* Required work
Transcribe the listing word for word.

========

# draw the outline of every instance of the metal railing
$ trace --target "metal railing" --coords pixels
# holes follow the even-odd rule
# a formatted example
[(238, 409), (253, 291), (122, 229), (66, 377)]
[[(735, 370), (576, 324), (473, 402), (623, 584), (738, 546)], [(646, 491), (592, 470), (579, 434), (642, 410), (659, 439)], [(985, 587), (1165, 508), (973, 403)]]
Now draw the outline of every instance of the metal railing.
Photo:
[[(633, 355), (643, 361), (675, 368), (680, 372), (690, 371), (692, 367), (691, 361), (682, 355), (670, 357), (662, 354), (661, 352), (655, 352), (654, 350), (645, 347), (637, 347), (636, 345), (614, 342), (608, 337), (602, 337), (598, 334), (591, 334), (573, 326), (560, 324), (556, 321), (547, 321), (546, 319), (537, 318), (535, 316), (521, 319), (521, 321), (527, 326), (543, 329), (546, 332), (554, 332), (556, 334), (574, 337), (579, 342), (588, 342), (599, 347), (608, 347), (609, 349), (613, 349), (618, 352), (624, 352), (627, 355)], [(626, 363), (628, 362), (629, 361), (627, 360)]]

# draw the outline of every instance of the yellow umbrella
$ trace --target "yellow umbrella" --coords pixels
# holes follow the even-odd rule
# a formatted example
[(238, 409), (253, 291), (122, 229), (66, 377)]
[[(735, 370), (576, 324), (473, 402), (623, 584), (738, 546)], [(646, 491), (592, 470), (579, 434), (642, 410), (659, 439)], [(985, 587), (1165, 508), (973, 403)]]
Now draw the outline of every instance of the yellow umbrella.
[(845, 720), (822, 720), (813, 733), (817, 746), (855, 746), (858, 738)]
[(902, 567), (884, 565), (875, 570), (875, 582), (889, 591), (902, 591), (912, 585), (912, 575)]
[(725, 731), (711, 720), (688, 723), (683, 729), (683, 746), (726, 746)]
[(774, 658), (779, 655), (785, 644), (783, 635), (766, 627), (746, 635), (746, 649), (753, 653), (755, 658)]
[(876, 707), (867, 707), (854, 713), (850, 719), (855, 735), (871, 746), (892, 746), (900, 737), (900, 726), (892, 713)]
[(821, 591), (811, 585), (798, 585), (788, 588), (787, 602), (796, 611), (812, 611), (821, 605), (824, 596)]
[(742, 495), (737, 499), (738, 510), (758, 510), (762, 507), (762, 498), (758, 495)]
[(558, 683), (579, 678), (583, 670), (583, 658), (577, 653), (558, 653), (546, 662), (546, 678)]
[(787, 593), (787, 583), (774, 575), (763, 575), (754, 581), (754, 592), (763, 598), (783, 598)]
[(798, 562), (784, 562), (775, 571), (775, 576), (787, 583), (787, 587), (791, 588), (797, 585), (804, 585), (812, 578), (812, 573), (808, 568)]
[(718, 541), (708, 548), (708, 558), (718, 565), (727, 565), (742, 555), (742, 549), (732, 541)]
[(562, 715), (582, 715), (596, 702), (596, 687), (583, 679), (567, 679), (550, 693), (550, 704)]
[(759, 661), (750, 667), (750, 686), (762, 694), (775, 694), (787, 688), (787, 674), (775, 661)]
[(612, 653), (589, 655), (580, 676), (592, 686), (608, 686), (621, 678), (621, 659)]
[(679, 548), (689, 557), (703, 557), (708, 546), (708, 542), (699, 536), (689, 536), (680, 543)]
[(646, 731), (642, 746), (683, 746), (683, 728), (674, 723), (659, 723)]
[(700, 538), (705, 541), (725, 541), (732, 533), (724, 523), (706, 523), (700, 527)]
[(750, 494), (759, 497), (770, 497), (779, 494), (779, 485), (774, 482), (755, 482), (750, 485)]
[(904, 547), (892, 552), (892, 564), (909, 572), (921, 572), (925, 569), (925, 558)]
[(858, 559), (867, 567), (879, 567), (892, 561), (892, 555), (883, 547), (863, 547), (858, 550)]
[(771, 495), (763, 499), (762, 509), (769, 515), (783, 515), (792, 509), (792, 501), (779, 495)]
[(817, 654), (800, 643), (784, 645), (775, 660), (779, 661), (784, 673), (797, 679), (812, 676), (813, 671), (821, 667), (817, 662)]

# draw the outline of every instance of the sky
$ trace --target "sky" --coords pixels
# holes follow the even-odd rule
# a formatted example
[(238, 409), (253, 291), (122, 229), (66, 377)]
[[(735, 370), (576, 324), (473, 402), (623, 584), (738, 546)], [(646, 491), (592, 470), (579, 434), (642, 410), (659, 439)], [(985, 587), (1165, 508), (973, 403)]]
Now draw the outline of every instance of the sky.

========

* Exercise answer
# draw the outline of every instance of the metal railing
$ trace --target "metal railing" --coords pixels
# holes follow the even-odd rule
# a formatted example
[(238, 409), (253, 291), (122, 229), (66, 377)]
[[(735, 370), (576, 324), (473, 402), (623, 584), (738, 546)], [(646, 491), (592, 470), (579, 434), (642, 410), (659, 439)], [(985, 587), (1165, 508), (973, 403)]]
Now draw the outline of every instance of the metal railing.
Photo:
[[(633, 355), (643, 361), (675, 368), (680, 372), (690, 371), (692, 367), (691, 361), (682, 355), (670, 357), (662, 354), (661, 352), (655, 352), (654, 350), (645, 347), (637, 347), (636, 345), (614, 342), (608, 337), (602, 337), (598, 334), (591, 334), (573, 326), (560, 324), (556, 321), (547, 321), (546, 319), (537, 318), (535, 316), (521, 319), (521, 321), (527, 326), (543, 329), (546, 332), (554, 332), (556, 334), (574, 337), (579, 342), (588, 342), (599, 347), (608, 347), (609, 349), (613, 349), (618, 352), (624, 352), (627, 355)], [(626, 363), (628, 362), (629, 361), (627, 360)]]

# draw the outline of every instance of the yellow umbrella
$ trace --target "yellow umbrella" --coords pixels
# holes follow the even-odd rule
# a formatted example
[(238, 409), (253, 291), (122, 229), (66, 377)]
[[(735, 370), (576, 324), (473, 402), (623, 584), (738, 546)], [(646, 491), (592, 470), (579, 434), (642, 410), (659, 439)], [(985, 587), (1165, 508), (973, 403)]]
Now draw the outline of every instance of the yellow umbrella.
[(845, 720), (822, 720), (813, 733), (817, 746), (855, 746), (858, 738)]
[(902, 567), (884, 565), (875, 570), (875, 582), (889, 591), (902, 591), (912, 585), (912, 575)]
[(725, 731), (711, 720), (688, 723), (683, 729), (683, 746), (726, 746)]
[(774, 658), (779, 655), (785, 644), (783, 635), (766, 627), (746, 635), (746, 649), (753, 653), (755, 658)]
[(876, 707), (867, 707), (854, 713), (850, 719), (855, 735), (871, 746), (892, 746), (900, 737), (900, 726), (892, 713)]
[(821, 591), (811, 585), (798, 585), (788, 588), (787, 602), (796, 611), (812, 611), (821, 605), (824, 596)]
[(742, 495), (737, 499), (738, 510), (758, 510), (762, 507), (762, 498), (758, 495)]
[(558, 683), (579, 678), (583, 670), (583, 658), (577, 653), (558, 653), (546, 662), (546, 678)]
[(787, 593), (787, 583), (774, 575), (763, 575), (754, 581), (754, 592), (763, 598), (783, 598)]
[(798, 562), (784, 562), (775, 571), (775, 576), (787, 583), (787, 587), (791, 588), (797, 585), (804, 585), (812, 578), (812, 573), (808, 568)]
[(718, 541), (708, 548), (708, 558), (718, 565), (727, 565), (742, 555), (742, 549), (732, 541)]
[(562, 715), (582, 715), (596, 702), (596, 687), (583, 679), (567, 679), (550, 693), (550, 704)]
[(759, 661), (750, 667), (750, 686), (762, 694), (775, 694), (787, 688), (787, 674), (775, 661)]
[(612, 653), (589, 655), (580, 676), (592, 686), (608, 686), (621, 678), (621, 659)]
[(679, 548), (689, 557), (703, 557), (708, 546), (708, 542), (699, 536), (689, 536), (680, 543)]
[(646, 731), (642, 746), (683, 746), (683, 728), (674, 723), (659, 723)]
[(700, 538), (705, 541), (725, 541), (732, 533), (724, 523), (706, 523), (700, 527)]
[(750, 494), (759, 497), (770, 497), (779, 494), (779, 485), (774, 482), (755, 482), (750, 485)]
[(904, 547), (892, 552), (892, 564), (909, 572), (921, 572), (925, 569), (925, 558)]
[(858, 559), (867, 567), (879, 567), (892, 561), (892, 555), (883, 547), (863, 547), (858, 550)]
[(771, 495), (763, 499), (762, 509), (769, 515), (783, 515), (792, 509), (792, 501), (779, 495)]
[(817, 654), (800, 643), (784, 645), (775, 660), (779, 661), (784, 673), (797, 679), (812, 676), (813, 671), (821, 667), (817, 662)]

# draw the outline of every instance of the sky
$ trace --target "sky" --coords pixels
# holes follow the even-odd rule
# a formatted example
[(238, 409), (253, 291), (122, 229), (66, 377)]
[[(735, 370), (576, 324), (473, 402), (623, 584), (738, 546)], [(646, 491), (592, 470), (579, 434), (642, 410), (659, 439)], [(985, 587), (1165, 508), (973, 403)]]
Now draw the outline of every instance of the sky.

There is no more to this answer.